- Task goal: Extend the job-market advice below, picking up after its last tip.

- Excerpted text:
○ ○ ○ ○ ○
This piece was originally published by DC Journal (InsideSources) on May 9, 2023. Please share this post widely. Free and paid subscriptions are greatly appreciated.
A favorite editor asked me for a quote on what soon-to-be job applicants and their parents should keep in mind while preparing for tomorrow’s employment markets. I’ve given job-market advice to students and colleagues for decades, so here are 20 ideas I’ve often shared. Some have served me well. Others would have served me well if I had realized them earlier.
Jobs that can be done in Cheyenne, Des Moines and Sarasota have potent advantages over those that can be done only in New York, Chicago and San Francisco.
For now, college degrees are important, but high tuition and opportunity costs, combined with often less-than-stellar returns, are reviving the notion that the workplace is often a better educational venue than a university.
Maybe Ivy League graduates making photocopies for congressmen shouldn’t look down on plumbers who own beach homes.1
For a generation, American educators have looked down their noses at vocational and technical education, and the United States will face critical shortages of people who can build and fix things.
Mastery of a foreign language gives you a boost over other job applicants. When dining with your host, it also helps you avoid the tête de veau and maguro no medama.
Become good at two things. There are plenty of finance majors and music majors, but not so many emerge from college with substantial knowledge of finance AND music. Sometimes, that helps.
Professors, counselors and other experts will often discourage you from exploring careers where you would do well and encourage you to enter careers where you would not. Seek a second opinion. And a third.
Keep your eyes on technology. Several times in your career, high-tech innovations will make your job obsolete. If you can clamber onto the beach before the wave hits you, bully for you.
Always be thinking about how to reinvent yourself.
People passionately seeking a career have a natural advantage over those grudgingly seeking a job.
It is often the case that once an organization becomes large enough to require a human resources department, individual creativity begins to die.
Save money early and invest it carefully. The ability to walk away from a bad job is a power far greater than anything found in the Marvel Cinematic Universe.
Sometimes, the only way to avoid working for a jackass is to work for yourself. And even then, it may be iffy.
If your mom, uncle or neighbor can pull strings to get you a job, let them pull. People care about how you got your job for around a month. After that, they care about how you do the job.
Political campaigns and congressional offices are chock full of volunteers. Think twice about making a profession of something that other people are willing to do for free.
Your job is important. But if it’s the most important thing in your life, you might want to rethink priorities.
Someone once tried to persuade my father to buy a garbage-hauling business. He didn’t do it because the very idea seemed gross. That said, he told me, it would have been a really lucrative business. Think about doing a job no one really wants to do.
○ ○ ○ ○ ○
- Supplied data:
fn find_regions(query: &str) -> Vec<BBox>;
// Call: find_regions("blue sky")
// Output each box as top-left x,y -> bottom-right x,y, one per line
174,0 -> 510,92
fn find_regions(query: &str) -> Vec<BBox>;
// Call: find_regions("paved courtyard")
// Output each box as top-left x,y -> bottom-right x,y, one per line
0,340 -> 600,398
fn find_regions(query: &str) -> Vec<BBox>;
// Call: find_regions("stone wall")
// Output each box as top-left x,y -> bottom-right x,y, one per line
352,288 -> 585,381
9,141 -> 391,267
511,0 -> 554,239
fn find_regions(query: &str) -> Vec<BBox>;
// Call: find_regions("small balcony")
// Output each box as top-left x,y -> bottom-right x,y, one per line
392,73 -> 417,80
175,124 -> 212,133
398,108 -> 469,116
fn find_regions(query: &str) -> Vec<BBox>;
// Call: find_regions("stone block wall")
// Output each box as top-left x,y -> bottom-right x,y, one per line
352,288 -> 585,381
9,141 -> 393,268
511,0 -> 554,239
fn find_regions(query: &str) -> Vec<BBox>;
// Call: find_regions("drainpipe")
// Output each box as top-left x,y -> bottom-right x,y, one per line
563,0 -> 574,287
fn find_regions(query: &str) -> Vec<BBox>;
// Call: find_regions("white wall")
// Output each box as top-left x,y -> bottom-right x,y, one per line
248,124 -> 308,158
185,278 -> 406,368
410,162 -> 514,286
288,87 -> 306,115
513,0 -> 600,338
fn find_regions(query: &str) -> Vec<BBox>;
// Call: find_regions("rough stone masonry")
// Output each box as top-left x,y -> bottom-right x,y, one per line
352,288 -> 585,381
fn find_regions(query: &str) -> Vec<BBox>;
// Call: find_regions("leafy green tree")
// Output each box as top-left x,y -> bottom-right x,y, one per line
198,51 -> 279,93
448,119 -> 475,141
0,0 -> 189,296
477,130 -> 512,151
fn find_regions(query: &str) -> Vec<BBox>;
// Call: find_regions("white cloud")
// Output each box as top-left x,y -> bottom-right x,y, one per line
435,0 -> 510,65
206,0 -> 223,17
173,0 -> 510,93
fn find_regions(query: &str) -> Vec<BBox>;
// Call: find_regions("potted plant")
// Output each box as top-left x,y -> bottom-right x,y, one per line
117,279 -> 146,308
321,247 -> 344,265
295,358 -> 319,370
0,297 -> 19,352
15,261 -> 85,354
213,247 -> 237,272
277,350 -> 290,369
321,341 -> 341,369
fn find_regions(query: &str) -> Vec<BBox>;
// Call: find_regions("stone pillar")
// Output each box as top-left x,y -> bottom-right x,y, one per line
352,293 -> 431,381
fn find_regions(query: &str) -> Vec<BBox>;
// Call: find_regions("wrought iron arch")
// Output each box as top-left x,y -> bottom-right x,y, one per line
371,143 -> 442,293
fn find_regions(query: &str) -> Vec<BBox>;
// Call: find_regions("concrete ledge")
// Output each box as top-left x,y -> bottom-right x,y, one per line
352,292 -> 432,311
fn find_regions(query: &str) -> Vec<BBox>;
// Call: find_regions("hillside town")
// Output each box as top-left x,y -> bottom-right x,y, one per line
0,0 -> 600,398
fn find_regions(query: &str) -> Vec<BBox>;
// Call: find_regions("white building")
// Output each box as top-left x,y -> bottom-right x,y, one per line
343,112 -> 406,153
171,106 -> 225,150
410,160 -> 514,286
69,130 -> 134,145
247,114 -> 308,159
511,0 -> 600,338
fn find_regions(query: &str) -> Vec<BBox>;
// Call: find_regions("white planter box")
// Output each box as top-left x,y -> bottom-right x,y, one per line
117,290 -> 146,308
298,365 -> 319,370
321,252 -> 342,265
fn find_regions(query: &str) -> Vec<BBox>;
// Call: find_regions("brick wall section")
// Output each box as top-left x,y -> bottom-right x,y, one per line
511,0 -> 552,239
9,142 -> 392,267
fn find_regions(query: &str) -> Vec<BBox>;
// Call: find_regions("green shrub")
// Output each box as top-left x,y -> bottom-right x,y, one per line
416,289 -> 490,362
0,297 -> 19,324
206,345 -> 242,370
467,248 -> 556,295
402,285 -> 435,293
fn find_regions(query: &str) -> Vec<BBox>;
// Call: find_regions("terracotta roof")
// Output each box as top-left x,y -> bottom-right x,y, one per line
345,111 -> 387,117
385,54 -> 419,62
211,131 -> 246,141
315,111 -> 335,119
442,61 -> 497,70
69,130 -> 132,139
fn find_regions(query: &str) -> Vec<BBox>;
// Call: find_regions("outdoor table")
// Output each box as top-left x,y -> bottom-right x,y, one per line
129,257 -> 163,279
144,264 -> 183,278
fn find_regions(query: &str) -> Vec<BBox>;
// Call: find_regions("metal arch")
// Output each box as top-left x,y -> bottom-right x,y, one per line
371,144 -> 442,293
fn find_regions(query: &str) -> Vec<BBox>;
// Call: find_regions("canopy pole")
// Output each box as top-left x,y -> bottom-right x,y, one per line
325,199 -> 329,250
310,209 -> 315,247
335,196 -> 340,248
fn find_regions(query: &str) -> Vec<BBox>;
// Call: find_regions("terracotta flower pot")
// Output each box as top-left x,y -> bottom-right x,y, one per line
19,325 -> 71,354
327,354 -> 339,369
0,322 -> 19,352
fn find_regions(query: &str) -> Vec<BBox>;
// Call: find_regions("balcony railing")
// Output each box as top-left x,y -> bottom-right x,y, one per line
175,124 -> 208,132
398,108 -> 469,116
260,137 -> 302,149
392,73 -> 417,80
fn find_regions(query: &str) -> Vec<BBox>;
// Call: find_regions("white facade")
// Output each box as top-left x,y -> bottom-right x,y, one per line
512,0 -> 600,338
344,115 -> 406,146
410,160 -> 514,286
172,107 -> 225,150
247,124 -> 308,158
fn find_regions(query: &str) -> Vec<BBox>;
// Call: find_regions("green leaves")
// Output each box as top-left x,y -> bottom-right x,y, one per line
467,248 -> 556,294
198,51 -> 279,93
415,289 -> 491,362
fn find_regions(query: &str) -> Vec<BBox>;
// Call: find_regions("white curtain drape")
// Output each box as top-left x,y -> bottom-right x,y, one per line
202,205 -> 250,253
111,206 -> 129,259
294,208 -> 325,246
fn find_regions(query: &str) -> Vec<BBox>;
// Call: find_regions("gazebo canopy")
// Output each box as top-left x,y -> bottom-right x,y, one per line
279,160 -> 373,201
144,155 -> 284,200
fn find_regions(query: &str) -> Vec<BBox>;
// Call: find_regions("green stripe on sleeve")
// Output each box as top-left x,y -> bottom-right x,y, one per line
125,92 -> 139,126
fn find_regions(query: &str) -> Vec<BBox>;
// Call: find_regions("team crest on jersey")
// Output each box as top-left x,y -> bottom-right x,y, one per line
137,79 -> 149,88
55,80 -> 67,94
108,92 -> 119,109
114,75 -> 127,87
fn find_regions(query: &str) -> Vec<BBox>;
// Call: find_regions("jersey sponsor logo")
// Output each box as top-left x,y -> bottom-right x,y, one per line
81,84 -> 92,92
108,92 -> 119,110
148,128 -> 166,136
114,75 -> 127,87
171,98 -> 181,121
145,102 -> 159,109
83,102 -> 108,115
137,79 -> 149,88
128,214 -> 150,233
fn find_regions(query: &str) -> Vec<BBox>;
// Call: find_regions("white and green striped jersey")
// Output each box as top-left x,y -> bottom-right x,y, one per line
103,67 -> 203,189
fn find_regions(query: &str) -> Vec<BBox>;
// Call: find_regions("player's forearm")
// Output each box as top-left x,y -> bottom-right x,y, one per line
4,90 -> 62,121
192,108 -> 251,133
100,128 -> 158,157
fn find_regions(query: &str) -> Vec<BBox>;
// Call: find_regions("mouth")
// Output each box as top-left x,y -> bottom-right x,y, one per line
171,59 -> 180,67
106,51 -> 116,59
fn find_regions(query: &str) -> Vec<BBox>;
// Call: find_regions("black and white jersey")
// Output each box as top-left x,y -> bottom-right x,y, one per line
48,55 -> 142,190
○ ○ ○ ○ ○
- Reply to the exercise:
Make sure you consider the process as well as the product. While you may gaze with pride upon the gleaming skyscraper that you helped design, the fact remains that your job on the project might have involved nothing more than finding locations for the toilets and other plumbing fixtures on all 72 stories of the building.
I knew a place where one of the most coveted perquisites was a plastic card allowing you to park beneath the building. Employees had to wait 17 years to get such a card; many could tell you exactly how many years and months they had to go before getting their card. If such a perk is high on your list of desires, then my other words of advice may mystify you.
I’ve always told my students that the most important quality to develop in confronting the world is skepticism. So be sure to question everything I’ve told you here.
Lagniappe
Speaking of Jobs …
Sometimes, you stumble across a reason for optimism, and it does wonders for the soul. I had one of those moments last Saturday. In my writing, I can and do issue forth curmudgeonly wails about the decayed state of American youth. Last month, for example, I did so in “Whence Fall Snowflakes: How Otto von Bismarck and Robert Moses Wrecked American Childhood”—a jeremiad against contemporary childrearing and its often-dreary, fragile, and visionless products.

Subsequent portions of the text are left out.